(TASKS AND EXERCISES):
1. What are the parts of the structure that the text on the Lakshmana Temple lists?
2. Can you reproduce the text on the Lakshmana Temple word for word from "The Lakshmana Temple" to "Madhya Pradesh, India."?

(EXTRACT PROVIDED):
The Lakshmana Temple is a 10th-century Hindu temple built by Yashovarman located in Khajuraho, India. It is dedicated to Vaikuntha Vishnu - an aspect of Vishnu.

Location

This temple is located in the Western Temple complex in Khajuraho. Khajuraho is a small village in the Chhatarpur District of Madhya Pradesh, India.

Architecture

It is a Sandhara Temple of the Panchayatana Variety. The entire temple complex stands on a high platform (Jagati), as seen in image. The structure consists of all the elements of Hindu temple architecture. It has entrance porch (ardh-mandapa), Mandapa, Maha-Mandapa, Antarala and Garbhagriha.

Unlike other temples in Khajuraho, its sanctum is Pancharatha on plan (top-view). Its shikhara is clustered with minor urushringas (refer images of temple top i.e. shikhara).

(RECORDED INFORMATION):
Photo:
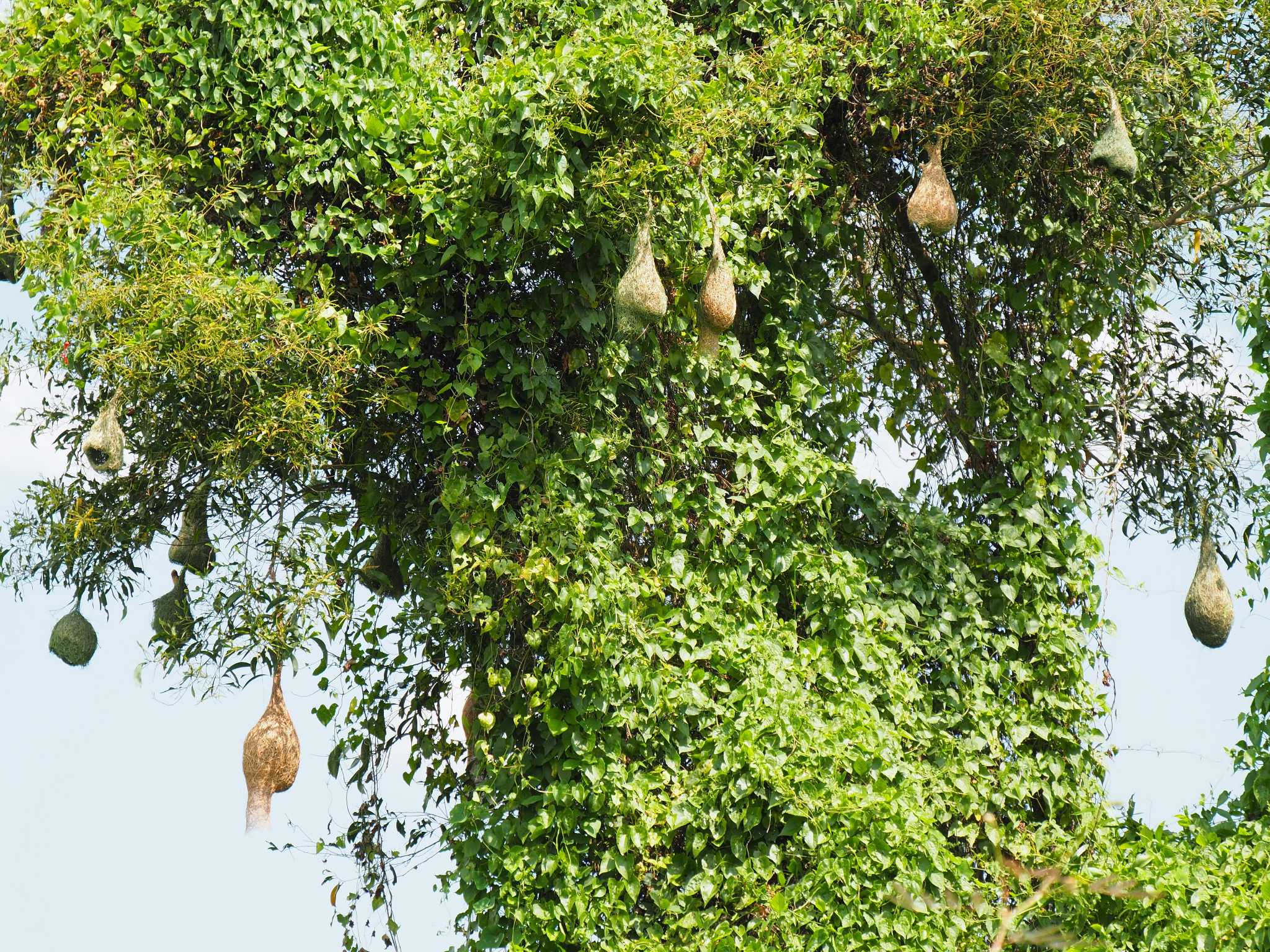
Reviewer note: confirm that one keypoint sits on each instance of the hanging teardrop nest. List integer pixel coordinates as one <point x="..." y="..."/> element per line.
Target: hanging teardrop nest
<point x="173" y="621"/>
<point x="192" y="546"/>
<point x="1114" y="149"/>
<point x="271" y="758"/>
<point x="103" y="443"/>
<point x="933" y="206"/>
<point x="74" y="640"/>
<point x="381" y="573"/>
<point x="718" y="300"/>
<point x="641" y="298"/>
<point x="1209" y="610"/>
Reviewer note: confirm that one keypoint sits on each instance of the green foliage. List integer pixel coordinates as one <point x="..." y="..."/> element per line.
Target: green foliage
<point x="358" y="260"/>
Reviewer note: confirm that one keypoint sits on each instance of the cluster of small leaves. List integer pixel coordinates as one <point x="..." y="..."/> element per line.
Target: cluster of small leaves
<point x="352" y="260"/>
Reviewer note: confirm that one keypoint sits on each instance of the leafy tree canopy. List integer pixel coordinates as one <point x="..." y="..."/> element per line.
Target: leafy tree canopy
<point x="351" y="265"/>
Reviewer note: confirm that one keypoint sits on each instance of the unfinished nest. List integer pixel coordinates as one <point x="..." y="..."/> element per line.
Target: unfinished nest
<point x="718" y="300"/>
<point x="1209" y="610"/>
<point x="381" y="573"/>
<point x="103" y="443"/>
<point x="933" y="206"/>
<point x="192" y="546"/>
<point x="271" y="758"/>
<point x="1114" y="149"/>
<point x="74" y="640"/>
<point x="641" y="298"/>
<point x="173" y="621"/>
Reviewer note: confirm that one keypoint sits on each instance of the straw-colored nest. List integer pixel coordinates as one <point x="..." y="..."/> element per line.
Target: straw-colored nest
<point x="718" y="300"/>
<point x="381" y="573"/>
<point x="271" y="757"/>
<point x="103" y="443"/>
<point x="933" y="206"/>
<point x="1209" y="610"/>
<point x="74" y="640"/>
<point x="1114" y="149"/>
<point x="192" y="546"/>
<point x="641" y="298"/>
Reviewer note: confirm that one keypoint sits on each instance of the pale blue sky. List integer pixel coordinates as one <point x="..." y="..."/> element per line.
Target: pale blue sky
<point x="126" y="804"/>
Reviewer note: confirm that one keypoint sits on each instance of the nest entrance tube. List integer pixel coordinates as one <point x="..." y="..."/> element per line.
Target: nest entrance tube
<point x="192" y="546"/>
<point x="1209" y="610"/>
<point x="718" y="300"/>
<point x="74" y="640"/>
<point x="271" y="757"/>
<point x="933" y="206"/>
<point x="641" y="298"/>
<point x="1114" y="149"/>
<point x="103" y="443"/>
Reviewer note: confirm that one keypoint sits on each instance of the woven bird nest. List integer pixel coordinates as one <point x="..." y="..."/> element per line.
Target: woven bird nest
<point x="933" y="206"/>
<point x="641" y="298"/>
<point x="271" y="758"/>
<point x="1209" y="610"/>
<point x="1113" y="148"/>
<point x="173" y="620"/>
<point x="103" y="443"/>
<point x="718" y="300"/>
<point x="74" y="640"/>
<point x="381" y="573"/>
<point x="192" y="546"/>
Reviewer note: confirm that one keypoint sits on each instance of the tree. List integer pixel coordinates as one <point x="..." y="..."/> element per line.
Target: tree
<point x="351" y="266"/>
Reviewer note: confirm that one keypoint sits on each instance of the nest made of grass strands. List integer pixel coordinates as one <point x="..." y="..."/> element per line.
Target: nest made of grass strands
<point x="74" y="640"/>
<point x="192" y="546"/>
<point x="718" y="299"/>
<point x="173" y="621"/>
<point x="271" y="757"/>
<point x="641" y="296"/>
<point x="933" y="206"/>
<point x="103" y="443"/>
<point x="1114" y="149"/>
<point x="1209" y="610"/>
<point x="381" y="573"/>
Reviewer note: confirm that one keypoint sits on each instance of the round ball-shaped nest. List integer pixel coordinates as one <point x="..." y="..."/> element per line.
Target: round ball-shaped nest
<point x="74" y="640"/>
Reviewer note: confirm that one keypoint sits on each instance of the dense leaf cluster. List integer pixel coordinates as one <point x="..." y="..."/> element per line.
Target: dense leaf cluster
<point x="352" y="263"/>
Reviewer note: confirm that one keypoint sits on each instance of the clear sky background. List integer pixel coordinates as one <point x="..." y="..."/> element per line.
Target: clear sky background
<point x="126" y="804"/>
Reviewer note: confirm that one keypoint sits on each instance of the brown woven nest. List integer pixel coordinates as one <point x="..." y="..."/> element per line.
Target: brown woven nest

(EXPECTED RESPONSES):
1. entrance porch (ardh-mandapa), Mandapa, Maha-Mandapa, Antarala, Garbhagriha

2.
The Lakshmana Temple is a 10th-century Hindu temple built by Yashovarman located in Khajuraho, India. It is dedicated to Vaikuntha Vishnu - an aspect of Vishnu.

Location

This temple is located in the Western Temple complex in Khajuraho. Khajuraho is a small village in the Chhatarpur District of Madhya Pradesh, India.